Objective
Convert every line in the rows below into a numbered list, skipping any blank lines. Leave the pictures out of your answer.

Coordinate labeling data
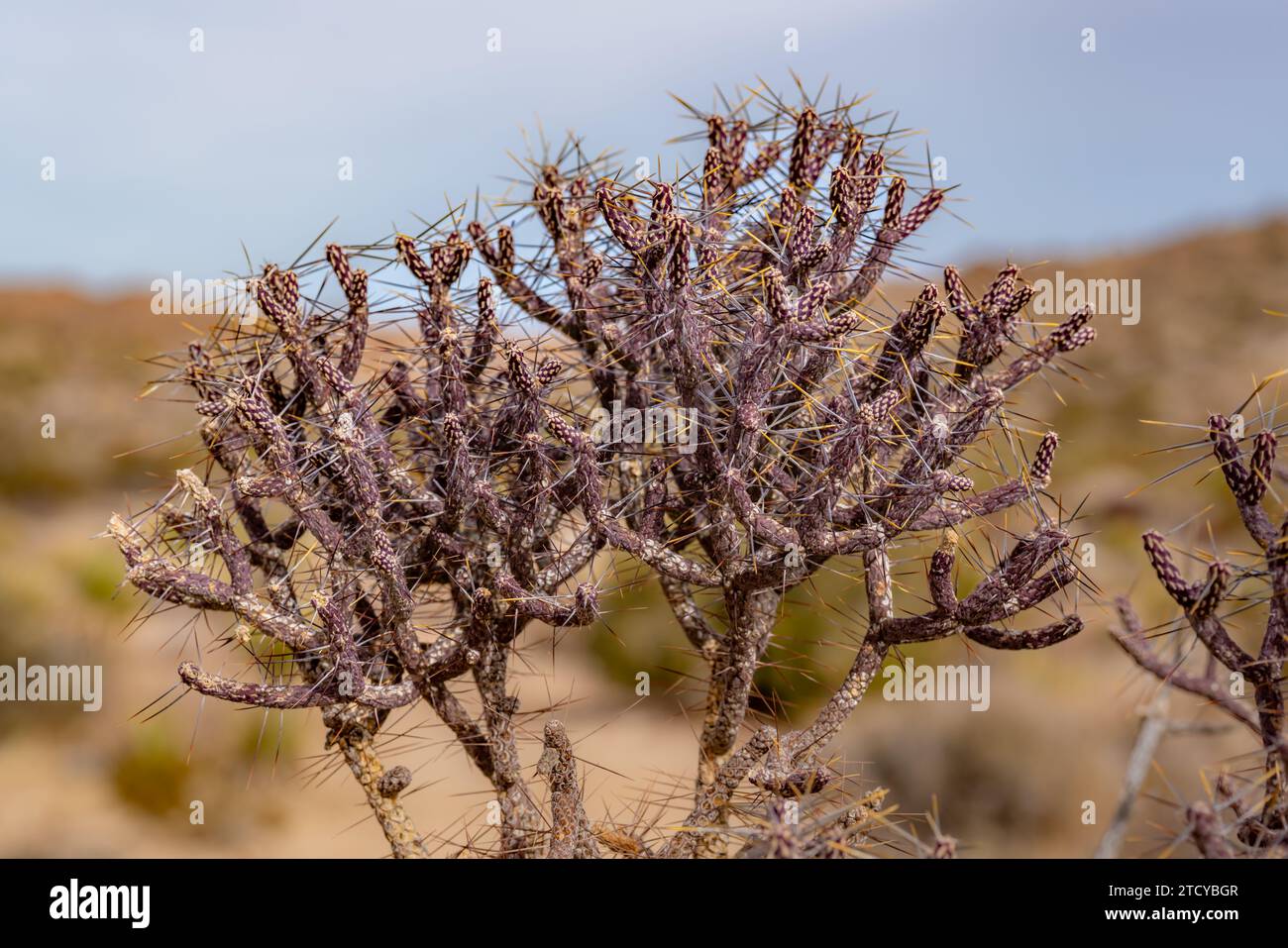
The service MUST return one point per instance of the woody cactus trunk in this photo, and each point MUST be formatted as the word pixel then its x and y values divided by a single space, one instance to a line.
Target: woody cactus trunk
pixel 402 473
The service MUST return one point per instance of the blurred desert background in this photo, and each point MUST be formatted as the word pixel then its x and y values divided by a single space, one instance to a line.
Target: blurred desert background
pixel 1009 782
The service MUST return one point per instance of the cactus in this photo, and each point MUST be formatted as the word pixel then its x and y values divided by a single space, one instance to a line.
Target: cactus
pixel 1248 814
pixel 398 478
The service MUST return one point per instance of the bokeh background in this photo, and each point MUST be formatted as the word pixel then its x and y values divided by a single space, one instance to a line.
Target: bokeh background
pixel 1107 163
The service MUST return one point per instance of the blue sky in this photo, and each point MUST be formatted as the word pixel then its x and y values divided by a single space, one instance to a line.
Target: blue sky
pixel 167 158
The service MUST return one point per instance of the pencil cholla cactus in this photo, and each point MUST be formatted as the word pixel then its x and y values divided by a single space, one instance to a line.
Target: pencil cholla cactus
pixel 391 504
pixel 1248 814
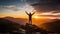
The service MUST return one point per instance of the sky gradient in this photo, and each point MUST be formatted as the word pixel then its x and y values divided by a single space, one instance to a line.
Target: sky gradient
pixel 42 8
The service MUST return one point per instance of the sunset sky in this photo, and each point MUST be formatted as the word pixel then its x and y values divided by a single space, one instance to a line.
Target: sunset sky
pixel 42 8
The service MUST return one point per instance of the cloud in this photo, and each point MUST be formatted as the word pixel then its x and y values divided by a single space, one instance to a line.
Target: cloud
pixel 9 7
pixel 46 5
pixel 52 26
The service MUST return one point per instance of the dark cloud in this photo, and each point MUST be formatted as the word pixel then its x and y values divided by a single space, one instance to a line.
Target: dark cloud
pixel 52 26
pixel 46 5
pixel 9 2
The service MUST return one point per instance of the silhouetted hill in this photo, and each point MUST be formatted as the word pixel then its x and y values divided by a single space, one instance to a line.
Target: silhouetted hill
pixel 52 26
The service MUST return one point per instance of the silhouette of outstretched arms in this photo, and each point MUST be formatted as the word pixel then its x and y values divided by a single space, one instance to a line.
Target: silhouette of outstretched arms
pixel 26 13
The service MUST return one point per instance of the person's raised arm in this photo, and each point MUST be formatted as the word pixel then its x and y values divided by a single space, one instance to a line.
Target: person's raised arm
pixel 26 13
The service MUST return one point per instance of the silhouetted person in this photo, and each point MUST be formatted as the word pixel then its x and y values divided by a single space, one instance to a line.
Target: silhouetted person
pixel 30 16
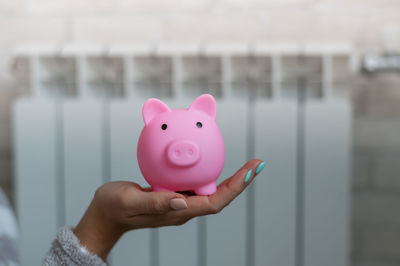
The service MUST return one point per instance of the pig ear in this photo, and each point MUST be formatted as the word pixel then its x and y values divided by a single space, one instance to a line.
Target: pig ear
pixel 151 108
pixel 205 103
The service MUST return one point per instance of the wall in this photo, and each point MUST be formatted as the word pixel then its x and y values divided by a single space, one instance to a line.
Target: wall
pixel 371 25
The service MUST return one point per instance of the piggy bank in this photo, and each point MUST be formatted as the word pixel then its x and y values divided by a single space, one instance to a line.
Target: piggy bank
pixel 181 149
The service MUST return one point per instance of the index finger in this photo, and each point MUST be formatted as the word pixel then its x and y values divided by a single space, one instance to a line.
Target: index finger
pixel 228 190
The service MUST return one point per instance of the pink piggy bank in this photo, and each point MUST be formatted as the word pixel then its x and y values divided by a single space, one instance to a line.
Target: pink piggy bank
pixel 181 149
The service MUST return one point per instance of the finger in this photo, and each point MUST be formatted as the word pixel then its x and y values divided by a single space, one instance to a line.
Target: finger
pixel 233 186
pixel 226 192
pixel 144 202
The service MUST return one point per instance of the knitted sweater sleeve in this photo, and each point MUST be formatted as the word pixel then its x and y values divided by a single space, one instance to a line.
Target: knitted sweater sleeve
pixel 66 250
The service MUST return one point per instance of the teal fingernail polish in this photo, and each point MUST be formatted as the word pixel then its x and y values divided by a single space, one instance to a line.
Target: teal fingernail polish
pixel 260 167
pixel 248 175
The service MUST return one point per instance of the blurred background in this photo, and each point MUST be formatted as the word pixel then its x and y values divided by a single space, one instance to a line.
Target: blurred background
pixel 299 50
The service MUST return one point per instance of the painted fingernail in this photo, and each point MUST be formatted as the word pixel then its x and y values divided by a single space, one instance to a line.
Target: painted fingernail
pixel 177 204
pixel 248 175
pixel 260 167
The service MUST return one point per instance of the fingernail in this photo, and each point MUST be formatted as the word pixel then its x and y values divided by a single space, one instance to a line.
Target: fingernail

Worked solution
1. The service MUST return one point per instance of the woody cactus trunk in this photo, and each point MUST be formatted as the word pixel then its x and y values divided by a single space, one instance to a line.
2. Target: woody cactus trunk
3. pixel 402 473
4. The service MUST return one point per instance of the blurred desert background in this photo, and each point MUST be formatted as the word pixel then its x and y values divided by a single space, one instance to a line.
5. Target: blurred desert background
6. pixel 1009 782
7. The service MUST return one point per instance of the cactus in this photo, and each point MUST be formatted as the word pixel then its x and y values divided by a single space, one instance to a line.
8. Target: cactus
9. pixel 1248 814
10. pixel 398 478
11. The service MUST return one point per instance of the bokeh background in this photo, and each point MUST be formatted as the word pixel then its x and y values divided by a single space, one instance to a line.
12. Target: bokeh background
13. pixel 1107 163
14. The service MUST return one point per instance of the blue sky in this photo, and each point MUST be formatted as the word pixel then its x and y values divided by a single space, one instance to a line.
15. Target: blue sky
16. pixel 167 158
17. The service MUST return one point per instance of the pencil cholla cactus in this photo, and each point MUST be formatted as the word pixel then its x and y values divided by a single space, one instance to a line.
18. Target: pencil cholla cactus
19. pixel 391 504
20. pixel 1248 814
21. The service MUST return one point per instance of the sky gradient in this photo, and each point MUST be formatted as the word pixel then its x and y values divided by a single space, one instance to a line.
22. Target: sky gradient
23. pixel 42 8
24. The service MUST return one point per instance of the sunset sky in this photo, and each point MUST be formatted as the word pixel then its x and y values divided by a single space, one instance to a line.
25. Target: sunset sky
26. pixel 42 8
27. The service MUST return one point per instance of the cloud in this photo, and each point MUST be formatted as the word pixel then its x and y values divided by a single space, one instance to a line.
28. Target: cloud
29. pixel 9 7
30. pixel 46 5
31. pixel 52 26
32. The service MUST return one point per instance of the dark cloud in this photo, and each point MUST be formatted as the word pixel then its x and y values divided by a single space, one instance to a line.
33. Target: dark cloud
34. pixel 52 26
35. pixel 46 5
36. pixel 9 2
37. The service MUST return one point per instance of the silhouetted hill in this photo, and each point MUST be formatted as the word pixel then its x and y values divided by a single space, one instance to a line.
38. Target: silhouetted hill
39. pixel 52 26
40. The service MUST return one point per instance of the silhouette of outstretched arms in this photo, and each point MUST be formatted as the word pixel then its x and y values divided by a single space, one instance to a line.
41. Target: silhouette of outstretched arms
42. pixel 26 13
43. The service MUST return one point per instance of the person's raised arm in this photo, and each point MUST be formatted as the word pixel then its x and y values divided by a single space, one instance to a line.
44. Target: person's raised arm
45. pixel 26 13
46. The service MUST return one point per instance of the silhouetted person in this photo, and each point MUST be formatted as the word pixel then its x and y values divided by a single space, one instance to a line.
47. Target: silhouetted person
48. pixel 30 16
49. The service MUST return one point per instance of the pig ear in this photo, and each point MUST be formatted as the word pixel then its x and y values divided by a single space, one instance to a line.
50. Target: pig ear
51. pixel 151 108
52. pixel 205 103
53. The service MUST return one point per instance of the wall in this photo, and each point MUST be formatted as the word pixel then its x and y values divided by a single space, one instance to a line.
54. Target: wall
55. pixel 371 25
56. The service MUST return one point per instance of the piggy bank in this photo, and each point MUST be formatted as the word pixel then its x and y values divided by a single space, one instance to a line.
57. Target: piggy bank
58. pixel 181 149
59. The service MUST return one point per instance of the index finger in this photo, and each point MUST be formatted as the word pixel then its x and y values divided by a single space, one instance to a line.
60. Target: index finger
61. pixel 228 190
62. The service MUST return one point per instance of the pink piggy bank in this photo, and each point MUST be formatted as the word pixel then its x and y values divided by a single space, one instance to a line.
63. Target: pink piggy bank
64. pixel 181 149
65. The service MUST return one point per instance of the finger in this photo, and each point MUST be formatted as the word pixel then its x and y values divided by a single space, one instance to a line.
66. Target: finger
67. pixel 233 186
68. pixel 226 192
69. pixel 144 202
70. The service MUST return one point per instance of the knitted sweater sleeve in this photo, and each point MUST be formatted as the word pixel then its x and y values divided by a single space, one instance to a line.
71. Target: knitted sweater sleeve
72. pixel 66 250
73. The service MUST return one point per instance of the teal fingernail polish in this photo, and each point MUST be formatted as the word pixel then its x and y values divided by a single space, one instance to a line.
74. Target: teal fingernail polish
75. pixel 260 167
76. pixel 248 175
77. The service MUST return one point per instance of the blurred background in this photo, and each point MUST be formatted as the word pixel then its x and y values divided by a single space, one instance to a line.
78. Target: blurred background
79. pixel 299 50
80. The service MUST return one point per instance of the painted fingernail in this photo, and each point MUST be formatted as the word pixel then its x and y values divided by a single space, one instance to a line.
81. Target: painted fingernail
82. pixel 177 204
83. pixel 248 175
84. pixel 260 167
85. The service MUST return one point per instance of the fingernail in this photo, and each point MUST be formatted as the word pixel then its x and y values divided by a single space, one instance to a line.
86. Target: fingernail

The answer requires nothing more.